Aim of the task:
Gather every line of the material below that contains the string "yellow". Matching is case-sensitive.

**** Source material

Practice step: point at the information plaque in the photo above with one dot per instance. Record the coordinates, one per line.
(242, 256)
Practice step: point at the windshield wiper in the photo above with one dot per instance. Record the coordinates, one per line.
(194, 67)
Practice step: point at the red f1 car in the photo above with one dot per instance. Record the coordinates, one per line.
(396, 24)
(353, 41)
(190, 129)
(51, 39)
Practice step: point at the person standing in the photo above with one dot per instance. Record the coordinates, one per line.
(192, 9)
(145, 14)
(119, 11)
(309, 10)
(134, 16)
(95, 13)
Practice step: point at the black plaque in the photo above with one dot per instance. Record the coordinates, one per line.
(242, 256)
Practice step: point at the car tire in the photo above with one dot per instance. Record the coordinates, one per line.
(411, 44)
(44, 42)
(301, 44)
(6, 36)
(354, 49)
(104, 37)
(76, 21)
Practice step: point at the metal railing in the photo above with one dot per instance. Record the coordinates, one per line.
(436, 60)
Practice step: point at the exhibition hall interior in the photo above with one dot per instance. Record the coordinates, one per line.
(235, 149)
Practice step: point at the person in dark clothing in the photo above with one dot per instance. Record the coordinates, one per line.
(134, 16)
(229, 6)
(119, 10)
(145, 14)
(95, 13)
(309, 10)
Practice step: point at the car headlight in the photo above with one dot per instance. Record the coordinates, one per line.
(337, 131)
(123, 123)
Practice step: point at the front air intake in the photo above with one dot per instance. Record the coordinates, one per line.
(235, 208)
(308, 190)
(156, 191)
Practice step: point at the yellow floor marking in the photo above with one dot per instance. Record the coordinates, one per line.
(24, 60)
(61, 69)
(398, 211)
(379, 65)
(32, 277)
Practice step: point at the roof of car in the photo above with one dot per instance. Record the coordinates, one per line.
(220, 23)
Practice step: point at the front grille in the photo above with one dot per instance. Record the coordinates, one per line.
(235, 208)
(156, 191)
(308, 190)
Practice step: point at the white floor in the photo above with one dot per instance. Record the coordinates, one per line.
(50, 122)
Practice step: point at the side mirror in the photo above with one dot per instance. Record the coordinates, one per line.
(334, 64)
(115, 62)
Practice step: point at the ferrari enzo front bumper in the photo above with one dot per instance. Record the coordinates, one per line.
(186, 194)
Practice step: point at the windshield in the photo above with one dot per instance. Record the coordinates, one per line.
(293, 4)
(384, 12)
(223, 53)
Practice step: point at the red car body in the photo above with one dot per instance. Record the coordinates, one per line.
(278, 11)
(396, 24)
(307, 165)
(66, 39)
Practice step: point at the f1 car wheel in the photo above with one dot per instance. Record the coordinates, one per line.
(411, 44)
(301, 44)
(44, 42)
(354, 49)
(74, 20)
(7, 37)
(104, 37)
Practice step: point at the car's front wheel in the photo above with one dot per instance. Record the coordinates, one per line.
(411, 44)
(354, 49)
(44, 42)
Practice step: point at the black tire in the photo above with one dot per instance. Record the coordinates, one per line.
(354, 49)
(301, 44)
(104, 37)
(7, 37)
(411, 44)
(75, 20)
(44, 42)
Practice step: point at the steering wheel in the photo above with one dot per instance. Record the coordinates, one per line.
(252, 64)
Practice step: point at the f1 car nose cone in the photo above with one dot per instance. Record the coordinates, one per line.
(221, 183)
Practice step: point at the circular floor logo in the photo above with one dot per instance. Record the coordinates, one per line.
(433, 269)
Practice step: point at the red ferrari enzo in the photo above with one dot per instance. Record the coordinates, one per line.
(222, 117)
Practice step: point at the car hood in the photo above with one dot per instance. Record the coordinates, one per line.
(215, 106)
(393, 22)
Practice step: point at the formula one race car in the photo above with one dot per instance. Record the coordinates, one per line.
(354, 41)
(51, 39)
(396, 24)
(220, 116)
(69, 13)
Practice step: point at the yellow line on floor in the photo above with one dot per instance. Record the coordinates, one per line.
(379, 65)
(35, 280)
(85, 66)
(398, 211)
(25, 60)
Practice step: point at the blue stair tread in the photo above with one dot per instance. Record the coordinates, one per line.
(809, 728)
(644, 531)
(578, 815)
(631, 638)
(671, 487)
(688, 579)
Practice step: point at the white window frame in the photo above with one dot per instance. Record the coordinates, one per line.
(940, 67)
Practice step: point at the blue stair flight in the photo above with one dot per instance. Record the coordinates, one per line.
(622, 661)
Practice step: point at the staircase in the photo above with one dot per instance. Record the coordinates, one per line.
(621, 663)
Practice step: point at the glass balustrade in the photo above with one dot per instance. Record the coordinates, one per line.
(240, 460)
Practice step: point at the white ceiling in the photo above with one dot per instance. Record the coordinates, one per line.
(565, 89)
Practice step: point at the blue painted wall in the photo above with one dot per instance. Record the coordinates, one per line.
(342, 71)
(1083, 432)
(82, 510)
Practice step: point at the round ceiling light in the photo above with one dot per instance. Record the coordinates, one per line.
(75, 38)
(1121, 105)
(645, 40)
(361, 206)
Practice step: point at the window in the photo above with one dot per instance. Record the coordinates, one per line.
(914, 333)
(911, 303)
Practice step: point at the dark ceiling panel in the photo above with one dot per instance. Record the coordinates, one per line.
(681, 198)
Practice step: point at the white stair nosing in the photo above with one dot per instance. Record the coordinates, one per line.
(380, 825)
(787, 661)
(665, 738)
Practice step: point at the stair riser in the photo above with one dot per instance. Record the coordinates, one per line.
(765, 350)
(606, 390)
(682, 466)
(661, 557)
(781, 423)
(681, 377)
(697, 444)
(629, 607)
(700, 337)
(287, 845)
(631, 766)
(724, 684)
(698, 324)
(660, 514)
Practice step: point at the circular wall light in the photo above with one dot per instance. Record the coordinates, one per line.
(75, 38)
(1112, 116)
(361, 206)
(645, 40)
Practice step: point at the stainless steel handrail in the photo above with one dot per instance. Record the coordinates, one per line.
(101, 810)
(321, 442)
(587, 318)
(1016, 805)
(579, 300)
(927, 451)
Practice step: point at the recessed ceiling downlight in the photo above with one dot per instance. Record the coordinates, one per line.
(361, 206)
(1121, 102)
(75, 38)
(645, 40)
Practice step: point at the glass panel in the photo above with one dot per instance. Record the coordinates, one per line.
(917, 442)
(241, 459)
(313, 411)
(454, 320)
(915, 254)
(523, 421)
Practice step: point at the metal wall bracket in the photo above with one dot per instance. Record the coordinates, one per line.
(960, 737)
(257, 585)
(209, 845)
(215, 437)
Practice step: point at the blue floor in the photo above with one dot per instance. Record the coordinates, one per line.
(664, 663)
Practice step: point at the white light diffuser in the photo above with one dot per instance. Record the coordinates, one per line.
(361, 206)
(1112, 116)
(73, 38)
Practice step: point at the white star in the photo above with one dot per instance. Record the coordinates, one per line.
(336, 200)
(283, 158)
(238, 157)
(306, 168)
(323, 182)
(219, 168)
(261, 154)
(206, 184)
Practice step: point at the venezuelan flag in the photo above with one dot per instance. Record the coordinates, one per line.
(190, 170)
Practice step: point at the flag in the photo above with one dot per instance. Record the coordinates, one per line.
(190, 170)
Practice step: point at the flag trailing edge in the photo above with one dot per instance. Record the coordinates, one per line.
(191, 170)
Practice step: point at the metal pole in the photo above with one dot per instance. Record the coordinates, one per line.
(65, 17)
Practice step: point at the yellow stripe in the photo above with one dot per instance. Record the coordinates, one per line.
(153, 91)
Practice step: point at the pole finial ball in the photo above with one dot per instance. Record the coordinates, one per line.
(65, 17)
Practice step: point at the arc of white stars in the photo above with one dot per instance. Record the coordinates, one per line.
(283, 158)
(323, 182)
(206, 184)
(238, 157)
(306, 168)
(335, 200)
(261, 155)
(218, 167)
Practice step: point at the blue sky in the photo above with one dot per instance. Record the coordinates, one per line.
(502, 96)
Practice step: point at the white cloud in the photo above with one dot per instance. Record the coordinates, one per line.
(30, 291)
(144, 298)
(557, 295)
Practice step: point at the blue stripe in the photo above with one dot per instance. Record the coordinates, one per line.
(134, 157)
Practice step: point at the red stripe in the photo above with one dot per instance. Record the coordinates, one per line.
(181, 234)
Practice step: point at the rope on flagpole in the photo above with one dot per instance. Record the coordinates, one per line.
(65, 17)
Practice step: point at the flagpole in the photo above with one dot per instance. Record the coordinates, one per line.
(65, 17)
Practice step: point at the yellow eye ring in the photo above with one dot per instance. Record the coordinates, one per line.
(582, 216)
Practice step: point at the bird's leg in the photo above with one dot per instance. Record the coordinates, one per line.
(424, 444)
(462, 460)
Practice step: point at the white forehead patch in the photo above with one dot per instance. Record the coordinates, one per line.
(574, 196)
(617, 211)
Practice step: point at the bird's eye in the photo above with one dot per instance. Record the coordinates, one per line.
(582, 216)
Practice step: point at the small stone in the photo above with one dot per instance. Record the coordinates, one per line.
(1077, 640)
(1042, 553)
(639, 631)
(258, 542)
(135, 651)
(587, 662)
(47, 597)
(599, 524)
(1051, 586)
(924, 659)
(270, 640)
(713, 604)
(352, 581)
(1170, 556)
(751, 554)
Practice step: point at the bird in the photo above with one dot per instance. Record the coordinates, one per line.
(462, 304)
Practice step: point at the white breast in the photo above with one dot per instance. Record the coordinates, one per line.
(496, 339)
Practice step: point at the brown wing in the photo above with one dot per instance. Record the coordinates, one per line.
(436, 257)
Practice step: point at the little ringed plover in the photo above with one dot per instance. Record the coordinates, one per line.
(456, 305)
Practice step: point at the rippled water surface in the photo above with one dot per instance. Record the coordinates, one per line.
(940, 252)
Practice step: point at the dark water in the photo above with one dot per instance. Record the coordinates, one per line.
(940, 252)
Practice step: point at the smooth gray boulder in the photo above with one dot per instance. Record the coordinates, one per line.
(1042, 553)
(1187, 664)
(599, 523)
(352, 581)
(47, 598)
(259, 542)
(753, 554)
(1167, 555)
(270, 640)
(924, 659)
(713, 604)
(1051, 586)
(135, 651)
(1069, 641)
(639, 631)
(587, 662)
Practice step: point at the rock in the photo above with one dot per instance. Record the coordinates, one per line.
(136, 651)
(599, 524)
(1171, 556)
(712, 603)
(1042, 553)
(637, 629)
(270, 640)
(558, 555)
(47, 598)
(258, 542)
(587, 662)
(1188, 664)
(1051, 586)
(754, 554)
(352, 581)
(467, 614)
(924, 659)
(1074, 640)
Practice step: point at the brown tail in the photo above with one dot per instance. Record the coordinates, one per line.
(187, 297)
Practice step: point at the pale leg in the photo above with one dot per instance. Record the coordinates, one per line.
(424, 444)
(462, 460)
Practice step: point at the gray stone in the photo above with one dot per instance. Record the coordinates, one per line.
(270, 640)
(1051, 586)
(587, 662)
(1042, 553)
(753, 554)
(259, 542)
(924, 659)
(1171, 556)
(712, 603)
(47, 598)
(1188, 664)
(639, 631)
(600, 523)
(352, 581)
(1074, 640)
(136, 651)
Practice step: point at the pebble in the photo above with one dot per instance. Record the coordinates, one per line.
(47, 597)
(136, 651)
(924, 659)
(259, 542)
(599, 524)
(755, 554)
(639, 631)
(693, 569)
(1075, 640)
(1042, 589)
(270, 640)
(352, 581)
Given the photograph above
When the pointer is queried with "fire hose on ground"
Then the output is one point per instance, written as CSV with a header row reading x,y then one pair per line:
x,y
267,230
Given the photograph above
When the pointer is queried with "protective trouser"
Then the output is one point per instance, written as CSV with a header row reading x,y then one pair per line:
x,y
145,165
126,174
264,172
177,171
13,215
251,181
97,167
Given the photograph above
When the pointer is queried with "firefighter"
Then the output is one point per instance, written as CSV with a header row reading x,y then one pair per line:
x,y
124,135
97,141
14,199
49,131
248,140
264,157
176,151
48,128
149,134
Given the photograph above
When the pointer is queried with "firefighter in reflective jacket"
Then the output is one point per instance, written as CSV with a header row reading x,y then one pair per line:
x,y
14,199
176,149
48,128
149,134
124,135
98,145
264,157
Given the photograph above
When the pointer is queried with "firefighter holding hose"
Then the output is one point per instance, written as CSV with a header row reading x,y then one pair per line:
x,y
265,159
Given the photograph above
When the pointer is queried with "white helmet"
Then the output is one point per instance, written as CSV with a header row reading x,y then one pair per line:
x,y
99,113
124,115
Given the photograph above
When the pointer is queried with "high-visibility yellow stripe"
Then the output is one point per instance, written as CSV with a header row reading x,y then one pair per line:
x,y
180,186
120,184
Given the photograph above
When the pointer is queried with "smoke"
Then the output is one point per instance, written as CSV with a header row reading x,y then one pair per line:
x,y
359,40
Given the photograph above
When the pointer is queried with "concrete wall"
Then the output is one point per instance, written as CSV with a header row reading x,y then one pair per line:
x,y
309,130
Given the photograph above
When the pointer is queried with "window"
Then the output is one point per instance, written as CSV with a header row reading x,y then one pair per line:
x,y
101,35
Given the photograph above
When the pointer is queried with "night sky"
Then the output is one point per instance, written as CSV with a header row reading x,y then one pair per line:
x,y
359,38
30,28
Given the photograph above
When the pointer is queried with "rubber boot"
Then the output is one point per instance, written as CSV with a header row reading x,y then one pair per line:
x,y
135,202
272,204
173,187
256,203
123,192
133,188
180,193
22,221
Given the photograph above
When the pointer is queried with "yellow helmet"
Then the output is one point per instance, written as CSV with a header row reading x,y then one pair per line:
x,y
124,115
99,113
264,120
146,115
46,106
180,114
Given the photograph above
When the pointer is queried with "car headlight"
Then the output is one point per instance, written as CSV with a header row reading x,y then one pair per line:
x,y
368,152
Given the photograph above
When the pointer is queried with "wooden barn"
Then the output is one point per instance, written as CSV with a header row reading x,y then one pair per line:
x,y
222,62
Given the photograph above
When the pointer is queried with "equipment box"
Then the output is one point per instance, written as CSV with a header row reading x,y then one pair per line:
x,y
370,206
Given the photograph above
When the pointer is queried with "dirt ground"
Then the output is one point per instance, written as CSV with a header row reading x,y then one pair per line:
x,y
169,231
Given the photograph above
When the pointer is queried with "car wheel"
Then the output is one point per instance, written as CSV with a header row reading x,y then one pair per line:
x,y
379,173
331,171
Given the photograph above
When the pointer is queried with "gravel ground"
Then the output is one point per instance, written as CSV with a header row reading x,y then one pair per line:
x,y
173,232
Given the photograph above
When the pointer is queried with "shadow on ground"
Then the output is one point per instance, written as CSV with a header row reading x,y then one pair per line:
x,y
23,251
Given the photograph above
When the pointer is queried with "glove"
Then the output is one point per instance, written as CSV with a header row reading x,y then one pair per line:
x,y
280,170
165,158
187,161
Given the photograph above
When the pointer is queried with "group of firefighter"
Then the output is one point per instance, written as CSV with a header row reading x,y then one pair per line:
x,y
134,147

********

Worked solution:
Practice step: point at the yellow floor marking in the photo above with one dot per instance. Record the coordinates, one per line.
Practice step: point at the yellow line on floor in the photo above with one dot per instance. Record the coordinates, one per line.
Practice step: point at the yellow stripe in the photo above with one dot per instance. Record the coordinates, one per line.
Practice step: point at the yellow eye ring in the photo above with one dot per instance. Record the coordinates, one per line.
When the pointer is queried with "high-visibility yellow stripe"
When the pointer is queried with "yellow helmet"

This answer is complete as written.